WHAT IS REQUIRED
Repeat every record below exactly as it appears.
+++ THE RECORDS +++
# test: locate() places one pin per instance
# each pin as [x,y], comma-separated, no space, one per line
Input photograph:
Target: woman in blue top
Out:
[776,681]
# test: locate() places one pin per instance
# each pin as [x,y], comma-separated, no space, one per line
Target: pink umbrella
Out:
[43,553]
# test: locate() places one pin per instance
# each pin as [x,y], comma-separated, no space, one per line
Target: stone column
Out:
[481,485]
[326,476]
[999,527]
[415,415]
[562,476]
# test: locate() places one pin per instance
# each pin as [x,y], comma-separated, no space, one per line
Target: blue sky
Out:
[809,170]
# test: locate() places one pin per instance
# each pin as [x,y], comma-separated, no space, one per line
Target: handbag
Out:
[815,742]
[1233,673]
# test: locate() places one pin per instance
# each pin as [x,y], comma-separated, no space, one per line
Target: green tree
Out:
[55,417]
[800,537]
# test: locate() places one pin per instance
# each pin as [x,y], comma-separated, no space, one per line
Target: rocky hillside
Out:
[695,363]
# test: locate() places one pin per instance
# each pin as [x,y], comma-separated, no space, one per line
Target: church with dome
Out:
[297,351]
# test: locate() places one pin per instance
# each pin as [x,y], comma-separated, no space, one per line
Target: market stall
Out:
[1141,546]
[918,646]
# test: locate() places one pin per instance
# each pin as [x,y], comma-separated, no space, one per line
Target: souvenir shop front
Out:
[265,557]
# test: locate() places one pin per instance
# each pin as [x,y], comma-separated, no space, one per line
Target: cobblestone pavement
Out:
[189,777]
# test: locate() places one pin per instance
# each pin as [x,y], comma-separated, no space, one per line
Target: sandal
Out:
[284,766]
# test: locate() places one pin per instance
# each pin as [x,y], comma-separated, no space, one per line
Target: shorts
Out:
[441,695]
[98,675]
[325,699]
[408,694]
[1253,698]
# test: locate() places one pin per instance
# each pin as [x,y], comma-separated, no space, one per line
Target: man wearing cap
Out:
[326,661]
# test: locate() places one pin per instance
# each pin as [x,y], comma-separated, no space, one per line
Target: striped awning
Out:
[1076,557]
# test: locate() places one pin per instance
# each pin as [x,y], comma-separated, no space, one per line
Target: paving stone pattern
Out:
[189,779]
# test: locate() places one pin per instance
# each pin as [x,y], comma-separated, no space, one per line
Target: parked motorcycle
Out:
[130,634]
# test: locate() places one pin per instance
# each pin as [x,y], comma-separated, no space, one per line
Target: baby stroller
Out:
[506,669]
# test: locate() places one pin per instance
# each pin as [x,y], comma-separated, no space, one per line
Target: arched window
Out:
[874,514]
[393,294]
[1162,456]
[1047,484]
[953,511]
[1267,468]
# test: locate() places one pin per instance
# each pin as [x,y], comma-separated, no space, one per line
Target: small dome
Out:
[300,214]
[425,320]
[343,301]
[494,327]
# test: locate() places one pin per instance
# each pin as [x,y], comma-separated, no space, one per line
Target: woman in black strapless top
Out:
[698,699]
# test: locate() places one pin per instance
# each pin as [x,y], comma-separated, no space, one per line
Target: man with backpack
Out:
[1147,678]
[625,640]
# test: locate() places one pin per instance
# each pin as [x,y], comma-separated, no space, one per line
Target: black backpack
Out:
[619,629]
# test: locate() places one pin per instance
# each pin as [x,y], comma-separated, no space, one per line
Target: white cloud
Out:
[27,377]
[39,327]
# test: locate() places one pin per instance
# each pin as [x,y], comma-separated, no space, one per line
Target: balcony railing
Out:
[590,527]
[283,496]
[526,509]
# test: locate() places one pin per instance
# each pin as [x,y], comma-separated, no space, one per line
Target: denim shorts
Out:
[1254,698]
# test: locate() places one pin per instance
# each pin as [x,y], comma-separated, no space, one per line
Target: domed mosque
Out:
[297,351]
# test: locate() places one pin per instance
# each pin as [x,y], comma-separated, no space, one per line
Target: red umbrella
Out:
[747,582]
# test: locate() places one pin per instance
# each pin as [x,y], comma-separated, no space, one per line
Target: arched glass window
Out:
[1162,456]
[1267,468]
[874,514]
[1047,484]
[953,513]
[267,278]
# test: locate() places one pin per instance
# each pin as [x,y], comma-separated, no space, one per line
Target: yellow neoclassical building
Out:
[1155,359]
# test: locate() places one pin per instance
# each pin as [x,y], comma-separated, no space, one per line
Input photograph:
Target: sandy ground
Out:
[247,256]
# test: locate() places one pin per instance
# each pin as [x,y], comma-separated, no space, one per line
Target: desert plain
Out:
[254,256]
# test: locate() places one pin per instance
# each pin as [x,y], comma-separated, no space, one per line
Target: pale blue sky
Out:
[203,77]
+++
TASK ANSWER
# test: locate() places one pin per instance
# each pin as [x,y], comma-separated, no space, one per line
Input photograph:
Target: woman in blue top
Out:
[776,681]
# test: locate() places one pin per instance
# each pin as [x,y], comma-separated, no space, one per line
Target: pink umbrella
Out:
[43,553]
# test: locate() places one pin per instance
# each pin as [x,y], comma-separated, no space, one per line
Target: stone column
Out:
[481,485]
[326,476]
[999,527]
[415,415]
[562,476]
# test: locate() places one pin per instance
# each pin as [x,y], comma-separated, no space, one per line
Target: blue sky
Out:
[809,170]
# test: locate() places one pin per instance
# each pin as [x,y], comma-separated, no space, one per line
Target: handbag
Out:
[815,742]
[1233,673]
# test: locate() places one pin per instance
# each pin as [x,y], comma-separated, no space, one per line
Target: green tree
Out:
[55,417]
[800,537]
# test: locate() places one pin per instance
# each pin as [x,y], comma-separated, no space, one per line
Target: rocky hillside
Out:
[695,363]
# test: locate() places one pin per instance
# each pin as [x,y], comma-separated, no space, one per line
Target: church with dome
Out:
[297,351]
# test: locate() places one pin per instance
# each pin as [x,y], comma-separated, no space, one per line
Target: market stall
Out:
[1141,546]
[918,646]
# test: locate() places one pin per instance
# each pin as [x,y], comma-separated, no space, one per line
Target: souvenir shop front
Out:
[265,557]
# test: locate() places one pin per instance
# each pin as [x,y], comma-separated, no space, one per line
Target: cobblestone pavement
Out:
[189,777]
# test: locate() places one pin per instance
# each pin as [x,y], comma-separated, no space, one per line
Target: sandal
Out:
[284,766]
# test: locate() places one pin per instance
# each pin as [x,y], comma-separated, no space, one per line
Target: shorts
Out:
[441,695]
[98,675]
[325,699]
[408,694]
[1253,698]
# test: locate() places one pin per instance
# each pin as [x,y], comma-separated, no space, one per line
Target: man wearing cap
Out:
[326,661]
# test: locate() places one pin per instance
# each pin as [x,y], comma-separated, no space, one per line
Target: striped awning
Out:
[1076,557]
# test: locate() places one pin per instance
# each pin as [x,y], comma-separated, no space, one per line
Target: paving stone pattern
Out:
[189,779]
# test: locate() places one pin per instance
# each pin as [x,y], comma-separated, no space, one per line
Target: parked motorcycle
Out:
[130,634]
# test: locate() places one pin per instance
# each pin as [x,y], comma-separated, no space, one per line
Target: baby stroller
Out:
[506,669]
# test: locate() places one pin per instance
# each pin as [x,y], comma-separated, no space, one per line
Target: arched window
Out:
[874,514]
[393,294]
[1162,456]
[1047,484]
[953,511]
[1267,468]
# test: locate() places one pin per instance
# each pin as [x,y], comma-separated, no space, one per line
Target: small dome
Out:
[300,214]
[425,320]
[343,301]
[494,327]
# test: locate() places one pin per instance
# each pin as [x,y], comma-separated, no space, one per line
Target: woman in black strapless top
Out:
[698,699]
# test: locate() places one pin per instance
# each pin as [x,y], comma-separated, no space, one per line
Target: man with backpack
Out:
[1147,678]
[625,640]
# test: locate() places one pin per instance
# each pin as [x,y], comma-separated, no space, one per line
Target: black backpack
Out:
[619,629]
# test: locate() places one pin per instance
# each pin as [x,y], comma-separated, no space, one per line
Target: white cloud
Out:
[27,377]
[39,327]
# test: locate() places one pin per instance
# each pin as [x,y], comma-separated, no space, one per line
Target: balcony railing
Out:
[590,527]
[283,496]
[526,509]
# test: locate() places one pin per instance
# each pin as [x,y], comma-separated, no space, one per line
Target: denim shorts
Out:
[1254,698]
# test: locate() places one pin per instance
# each pin as [x,y], comma-separated, no space, one per line
Target: domed mosque
Out:
[297,351]
# test: locate() places one pin per instance
# each pin as [x,y], comma-separated, no space, one per line
Target: red umbrella
Out:
[747,582]
# test: locate() places one pin per instance
# each pin as [x,y], comma-separated, no space, one per line
Target: arched glass window
Out:
[1162,456]
[1267,468]
[874,514]
[1047,484]
[953,513]
[267,278]
# test: locate() places one pin per instance
# each pin as [x,y], comma-separated, no space, one per line
Target: yellow neoclassical building
Out:
[1155,359]
# test: locate() places one pin per instance
# each pin as [x,y], comma-separated, no space, one per line
Input photograph:
Target: sandy ground
Out:
[247,256]
# test: locate() places one pin per instance
# each pin as [x,y], comma-separated, no space, one per line
Target: desert plain
Out:
[254,256]
# test: locate() places one pin per instance
# each pin as [x,y], comma-separated, no space, one per line
Target: pale blue sky
Out:
[203,77]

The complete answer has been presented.